_APLIQUE O QUE LEU_
[A] Segundo o texto sobre a intimidação de professores, quantos sindicatos a Fepesp reúne?
[B] Edite o trecho do texto sobre a intimidação de professores que vai de "Os relatos de" até "censura nas escolas.", inclusive, substituindo "aulas remotas" por "ensino a distância".

_TEXTO DE ESTUDO_
-------------------------

Os relatos de intimidação velada contra professores, assédio moral e ameaças, inclusive físicas, cresceram sobretudo nos últimos dois anos, afirma Celso Napolitano, presidente da Federação dos Professores do Estado de São Paulo (Fepesp). Napolitano afirma que a pandemia, com aulas remotas, agravou a situação, pois os profissionais ficaram muito vulneráveis e expostos.

"Muitos professores relataram intromissão nas aulas pelas famílias, por grupos de ensino, institutos, inclusive afetando a própria liberdade de cátedra. Esse grupo Escolas Abertas (que pressionou pelo retorno do ensino presencial no auge da pandemia) e o Escola sem Partido agiram de maneira muito intensa neste período da pandemia", relata Napolitano. A Fepesp é uma das instituições parceiras do manual contra a censura nas escolas.

Segundo o presidente da federação, que reúne 25 sindicatos representantes de professores que atuam em escolas privadas, os professores têm procurado ajuda, mas normalmente pedem que seus nomes e casos sigam anônimos, para evitar exposição na mídia. Nas escolas particulares, sustenta ele, é a política, e não temas de gênero, que mais provocam ruídos.

"Sobretudo agora, com essa polarização [em ano eleitoral], várias direções de escolas conversam com professores para evitarem alguns assuntos. Ou as famílias se manifestam diretamente contra qualquer ação do professor que consideram doutrinária ou politizada."

-------------------------

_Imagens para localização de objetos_
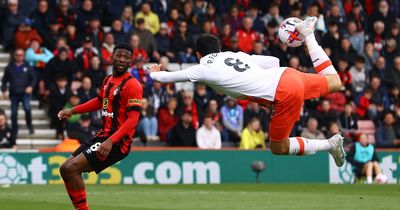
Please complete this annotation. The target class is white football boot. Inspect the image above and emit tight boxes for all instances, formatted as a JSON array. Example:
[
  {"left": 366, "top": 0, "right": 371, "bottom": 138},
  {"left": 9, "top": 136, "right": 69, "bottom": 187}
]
[{"left": 328, "top": 134, "right": 346, "bottom": 167}]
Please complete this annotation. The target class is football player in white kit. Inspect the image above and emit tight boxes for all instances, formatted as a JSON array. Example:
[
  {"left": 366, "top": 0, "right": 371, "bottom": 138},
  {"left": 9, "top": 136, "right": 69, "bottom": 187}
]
[{"left": 149, "top": 17, "right": 345, "bottom": 167}]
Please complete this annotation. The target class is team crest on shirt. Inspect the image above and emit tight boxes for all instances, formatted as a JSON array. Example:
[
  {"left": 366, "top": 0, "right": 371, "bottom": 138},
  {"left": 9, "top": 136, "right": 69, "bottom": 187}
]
[
  {"left": 128, "top": 98, "right": 142, "bottom": 106},
  {"left": 103, "top": 98, "right": 108, "bottom": 109},
  {"left": 113, "top": 87, "right": 119, "bottom": 96}
]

-------------------------

_RESPOSTAS DO EXERCÍCIO_
[A] A Fepesp reúne 25 sindicatos.

[B]
Os relatos de intimidação velada contra professores, assédio moral e ameaças, inclusive físicas, cresceram sobretudo nos últimos dois anos, afirma Celso Napolitano, presidente da Federação dos Professores do Estado de São Paulo (Fepesp). Napolitano afirma que a pandemia, com ensino a distância, agravou a situação, pois os profissionais ficaram muito vulneráveis e expostos.

"Muitos professores relataram intromissão nas aulas pelas famílias, por grupos de ensino, institutos, inclusive afetando a própria liberdade de cátedra. Esse grupo Escolas Abertas (que pressionou pelo retorno do ensino presencial no auge da pandemia) e o Escola sem Partido agiram de maneira muito intensa neste período da pandemia", relata Napolitano. A Fepesp é uma das instituições parceiras do manual contra a censura nas escolas.